** What is expected **
When duplicating the records beneath this instruction, omit every picture and keep all else exact.

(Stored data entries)
BEGIN

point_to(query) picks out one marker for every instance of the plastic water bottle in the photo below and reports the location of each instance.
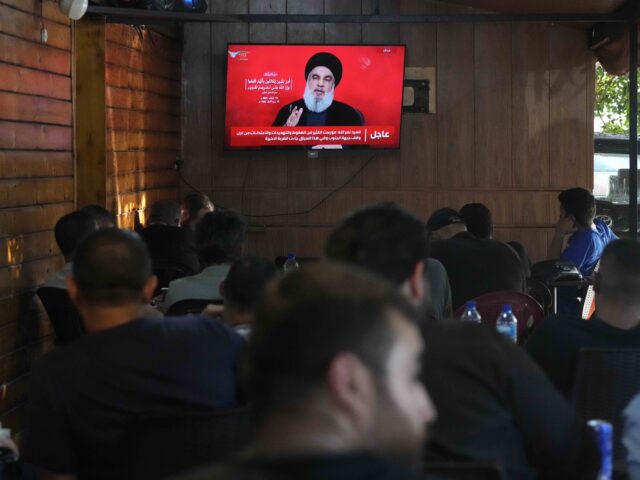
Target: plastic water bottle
(507, 323)
(291, 265)
(471, 313)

END

** Answer **
point_to(query) picks out one marker for every instance of the plastic water bottle in the photo below and reports the location of each instance.
Target: plastic water bottle
(507, 323)
(291, 265)
(471, 313)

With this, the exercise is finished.